Document Type

Article

Publication Date

7-2024

Publisher

Elsevier

Source Publication

Clinical Biomechanics

Source ISSN

0268-0033

Original Item ID

DOI: 10.1016/j.clinbiomech.2024.106301

Abstract

The purpose was to explore quadriceps electromechanical function (quadriceps latency) during gait after anterior cruciate ligament injury as a predictor for radiographic knee osteoarthritis 6-years after anterior cruciate ligament reconstruction. Change in latency after preoperative physical therapy was also examined.

Methods

Quadriceps latency (time between peak knee moment and quadriceps electromyography) was calculated before preoperative physical therapy (2.4 [0.5–7.5] months after anterior cruciate ligament injury) and after preoperative physical therapy in 24 athletes. Participants were dichotomized into osteoarthritis (Kellgren and Lawrence grade ≥ 2) and non-osteoarthritis groups at 6-years. Forward selection logistic repression was performed using z-score normalized quadriceps latency and demographics. A 2 × 2 repeated measure ANOVA was performed for quadriceps latency between groups before and after preoperative physical therapy.

Findings

Quadriceps latency before preoperative physical therapy was the only predictor of 6-year radiographic osteoarthritis (p = 0.014, odds ratio [95% confidence interval] = 5.859 [1.435–23.924]). Time by group interaction was observed for quadriceps latency (p = 0.039, η2p = 0.179). In the osteoarthritis group, latency may reduce after training (before preoperative physical therapy = 115.7 ± 20.6 ms, after preoperative physical therapy = 99.5 ± 24.0 ms, p= 0.082).

Interpretation

Prolonged latency after anterior cruciate ligament injury may predict post-traumatic knee osteoarthritis 6-years after anterior cruciate. Latency may shorten with preoperative physical therapy, yet athletes still moved on to develop osteoarthritis. Quadriceps function may need intervention immediately following anterior cruciate ligament injury for prevention of post-traumatic knee osteoarthritis.

Comments

Accepted version. Clinical Biomechanics, Vol. 117 (July 2024). DOI. © 2024 Elsevier. Used with permission.
■ ■ ■ ■
▶ TASK TO CARRY OUT
From the Findings section of the quadriceps latency abstract, list every p-value reported, each with the result it accompanies.
■ ■ ■ ■
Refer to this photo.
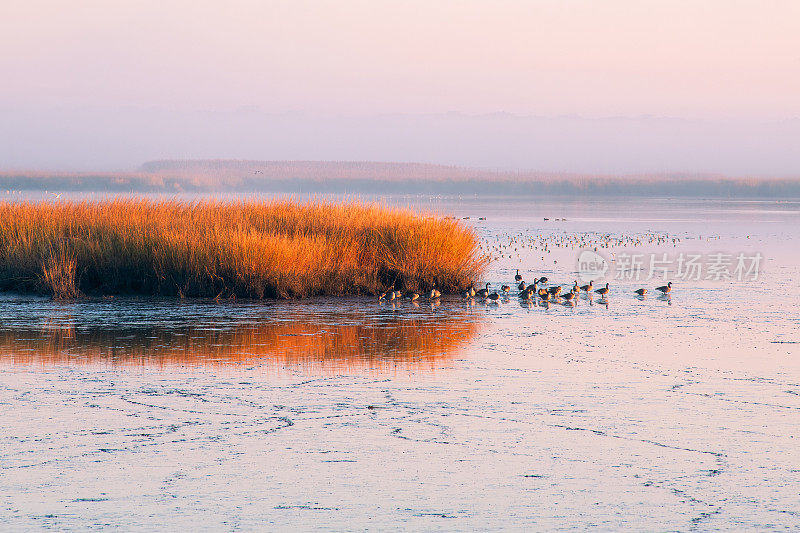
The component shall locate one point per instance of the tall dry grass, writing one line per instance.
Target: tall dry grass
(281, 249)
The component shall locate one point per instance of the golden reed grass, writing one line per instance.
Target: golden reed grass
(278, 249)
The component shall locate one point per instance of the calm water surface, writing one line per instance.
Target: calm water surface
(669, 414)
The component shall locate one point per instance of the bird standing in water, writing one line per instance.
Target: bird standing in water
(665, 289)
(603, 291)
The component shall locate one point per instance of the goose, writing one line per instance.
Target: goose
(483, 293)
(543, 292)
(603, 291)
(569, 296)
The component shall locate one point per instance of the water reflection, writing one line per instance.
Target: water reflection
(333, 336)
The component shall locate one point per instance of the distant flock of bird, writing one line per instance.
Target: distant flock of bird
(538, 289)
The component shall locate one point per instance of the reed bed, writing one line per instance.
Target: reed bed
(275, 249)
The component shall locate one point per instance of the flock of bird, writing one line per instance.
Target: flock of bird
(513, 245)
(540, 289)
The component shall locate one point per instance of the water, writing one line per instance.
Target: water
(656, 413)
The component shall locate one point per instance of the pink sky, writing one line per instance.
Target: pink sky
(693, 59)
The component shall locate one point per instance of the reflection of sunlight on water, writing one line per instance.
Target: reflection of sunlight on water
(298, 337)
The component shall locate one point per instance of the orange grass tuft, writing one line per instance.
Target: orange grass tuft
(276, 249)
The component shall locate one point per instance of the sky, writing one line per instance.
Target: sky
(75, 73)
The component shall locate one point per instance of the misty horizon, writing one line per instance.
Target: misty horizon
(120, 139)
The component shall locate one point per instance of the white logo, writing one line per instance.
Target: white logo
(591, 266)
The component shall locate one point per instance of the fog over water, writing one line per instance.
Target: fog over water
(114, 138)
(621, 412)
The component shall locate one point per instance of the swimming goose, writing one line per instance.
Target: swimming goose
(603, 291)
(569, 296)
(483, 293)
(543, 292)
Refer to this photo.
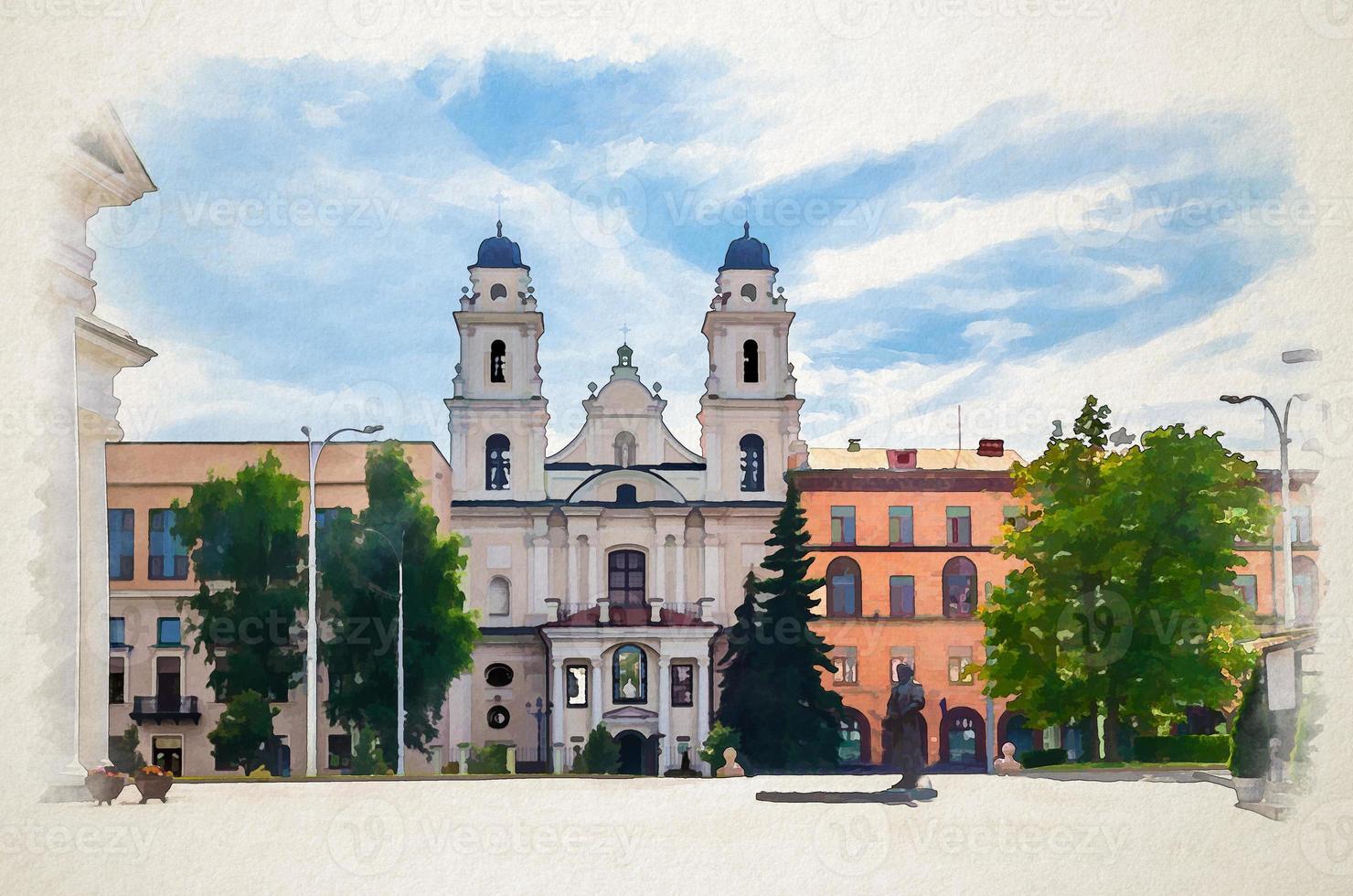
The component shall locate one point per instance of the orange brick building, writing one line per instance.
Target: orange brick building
■ ■ ■ ■
▶ RESULT
- p = 0.014: quadriceps latency before preoperative physical therapy as the only predictor of 6-year radiographic osteoarthritis
- p = 0.039: the time by group interaction for quadriceps latency
- p = 0.082: the change in latency in the osteoarthritis group from before preoperative physical therapy (115.7 ± 20.6 ms) to after it (99.5 ± 24.0 ms)